** begin Dataset records **
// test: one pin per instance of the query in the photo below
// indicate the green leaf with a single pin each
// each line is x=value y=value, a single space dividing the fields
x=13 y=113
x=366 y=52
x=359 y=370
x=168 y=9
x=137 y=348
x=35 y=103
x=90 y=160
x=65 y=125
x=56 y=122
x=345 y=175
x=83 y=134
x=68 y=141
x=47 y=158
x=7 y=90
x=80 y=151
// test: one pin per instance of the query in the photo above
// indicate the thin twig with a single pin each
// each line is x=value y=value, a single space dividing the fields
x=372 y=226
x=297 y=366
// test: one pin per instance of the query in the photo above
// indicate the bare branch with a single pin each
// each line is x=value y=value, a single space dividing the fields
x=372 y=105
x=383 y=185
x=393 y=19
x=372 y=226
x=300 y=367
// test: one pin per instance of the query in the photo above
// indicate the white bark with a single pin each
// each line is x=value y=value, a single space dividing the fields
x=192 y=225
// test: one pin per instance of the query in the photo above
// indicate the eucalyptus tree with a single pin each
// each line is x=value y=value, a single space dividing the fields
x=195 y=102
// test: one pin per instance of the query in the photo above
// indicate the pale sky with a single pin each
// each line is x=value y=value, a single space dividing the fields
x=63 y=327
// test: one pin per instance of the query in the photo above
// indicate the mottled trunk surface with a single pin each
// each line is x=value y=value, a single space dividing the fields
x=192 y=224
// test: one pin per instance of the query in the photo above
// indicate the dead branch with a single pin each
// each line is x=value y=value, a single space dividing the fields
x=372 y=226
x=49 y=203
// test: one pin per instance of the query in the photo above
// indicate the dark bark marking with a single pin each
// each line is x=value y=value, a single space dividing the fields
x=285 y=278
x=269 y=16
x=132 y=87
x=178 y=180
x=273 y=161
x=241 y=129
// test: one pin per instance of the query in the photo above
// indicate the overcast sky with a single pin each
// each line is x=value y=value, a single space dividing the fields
** end Dataset records **
→ **Exercise details**: Format all of the data above as a JSON array of strings, one string per line, omitting blank lines.

→ **Written response**:
[
  "// test: one pin per instance of the query in the photo below",
  "// indicate the green leaf with a single pin each",
  "// each line is x=value y=value, a single space dividing the fields",
  "x=13 y=113",
  "x=366 y=52",
  "x=359 y=370",
  "x=168 y=9",
  "x=137 y=348",
  "x=35 y=103",
  "x=90 y=160",
  "x=65 y=125",
  "x=56 y=122",
  "x=345 y=175",
  "x=83 y=134",
  "x=68 y=141",
  "x=47 y=158",
  "x=7 y=90",
  "x=80 y=151",
  "// test: one pin per instance of the query in the photo above",
  "// indicate the thin twig with a single pin each",
  "// each line is x=value y=value, a single space dividing the fields",
  "x=372 y=226",
  "x=297 y=366",
  "// test: one pin per instance of the query in the photo above",
  "// indicate the bare branch with a single pin each",
  "// each line is x=value y=value, a single space dividing the fields",
  "x=372 y=105",
  "x=383 y=185",
  "x=393 y=19",
  "x=372 y=226",
  "x=300 y=367",
  "// test: one pin per instance of the query in the photo above",
  "// indicate the white bark with a single pin each",
  "// each line is x=value y=value, a single space dividing the fields",
  "x=192 y=225",
  "// test: one pin per instance of the query in the photo above",
  "// indicate the eucalyptus tree with a single pin each",
  "// each line is x=value y=value, a single space dividing the fields",
  "x=195 y=102",
  "// test: one pin per instance of the query in the photo above",
  "// indicate the pale sky with a single pin each",
  "// each line is x=value y=value, a single space dividing the fields",
  "x=63 y=327",
  "// test: one pin per instance of the query in the photo above",
  "// indicate the mottled trunk surface with a single pin each",
  "// each line is x=value y=value, a single space dividing the fields",
  "x=192 y=224",
  "// test: one pin per instance of the query in the photo above",
  "// indicate the dead branch with a single pin each",
  "// each line is x=value y=value, a single space dividing the fields",
  "x=372 y=226",
  "x=49 y=203",
  "// test: one pin per instance of the query in the photo above",
  "// indicate the dark bark marking with a single pin each",
  "// each line is x=value y=value, a single space dividing the fields",
  "x=285 y=278",
  "x=269 y=16",
  "x=132 y=87",
  "x=178 y=180",
  "x=273 y=161",
  "x=241 y=129",
  "// test: one pin per instance of the query in the photo above",
  "// indicate the overcast sky with a single pin each",
  "// each line is x=value y=value, a single space dividing the fields"
]